---------- Provided passage
Outside the setting of varieties over a perfect field, the following more general definition is used. Let X be a scheme, $D=\sum_j D_j$ a formal sum of integral closed subschemes. For each point p in X, let $O_{X,p}$ be the local ring of X at p (the ring of regular functions near p), with maximal ideal $\mathfrak{m}$ (the functions vanishing at p) and residue field $k(p)$. Say that functions $z_1,\ldots,z_n$ in $\mathfrak{m}$ form local coordinates at p if they map to a basis for the $k(p)$-vector space $\mathfrak{m}/\mathfrak{m}^2$. Then D is a divisor with simple normal crossings in X if X is regular and for each point p in X, there are local coordinates $z_1,\ldots,z_n$ at p for which each $D_j$ that contains p is equal to the closed subscheme $\{ z_{i(j)}=0 \}$ near p for some $i(j)$.
--------------------
---------- Records
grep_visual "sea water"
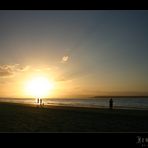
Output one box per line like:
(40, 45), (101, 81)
(0, 97), (148, 109)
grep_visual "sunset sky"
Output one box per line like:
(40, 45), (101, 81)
(0, 10), (148, 97)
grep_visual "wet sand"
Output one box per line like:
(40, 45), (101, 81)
(0, 102), (148, 132)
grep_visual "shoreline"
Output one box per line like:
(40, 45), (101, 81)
(0, 101), (148, 111)
(0, 102), (148, 132)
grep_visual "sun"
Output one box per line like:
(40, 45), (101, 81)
(26, 77), (53, 98)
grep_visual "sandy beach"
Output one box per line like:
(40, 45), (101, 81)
(0, 102), (148, 132)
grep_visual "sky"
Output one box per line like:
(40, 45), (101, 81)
(0, 10), (148, 97)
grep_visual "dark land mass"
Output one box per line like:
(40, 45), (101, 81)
(0, 103), (148, 132)
(92, 96), (148, 98)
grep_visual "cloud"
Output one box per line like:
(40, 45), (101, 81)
(0, 64), (29, 77)
(61, 56), (69, 63)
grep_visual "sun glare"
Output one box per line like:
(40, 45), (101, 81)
(26, 77), (53, 98)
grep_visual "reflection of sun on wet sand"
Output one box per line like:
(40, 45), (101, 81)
(0, 103), (148, 132)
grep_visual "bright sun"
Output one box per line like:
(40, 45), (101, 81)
(26, 77), (53, 98)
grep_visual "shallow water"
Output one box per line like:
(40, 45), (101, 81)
--------------------
List of tasks =
1 - Please list every object that the passage on normal crossings divisors attaches to each point p of X.
2 - Copy the passage on normal crossings divisors between "Outside the setting" and "for some $i(j)$.", inclusive.
The records are separate material from the passage on normal crossings divisors.

Response list =
1 -
- The local ring $O_{X,p}$ of X at p
- Its maximal ideal $\mathfrak{m}$
- The residue field $k(p)$

2 -
Outside the setting of varieties over a perfect field, the following more general definition is used. Let X be a scheme, $D=\sum_j D_j$ a formal sum of integral closed subschemes. For each point p in X, let $O_{X,p}$ be the local ring of X at p (the ring of regular functions near p), with maximal ideal $\mathfrak{m}$ (the functions vanishing at p) and residue field $k(p)$. Say that functions $z_1,\ldots,z_n$ in $\mathfrak{m}$ form local coordinates at p if they map to a basis for the $k(p)$-vector space $\mathfrak{m}/\mathfrak{m}^2$. Then D is a divisor with simple normal crossings in X if X is regular and for each point p in X, there are local coordinates $z_1,\ldots,z_n$ at p for which each $D_j$ that contains p is equal to the closed subscheme $\{ z_{i(j)}=0 \}$ near p for some $i(j)$.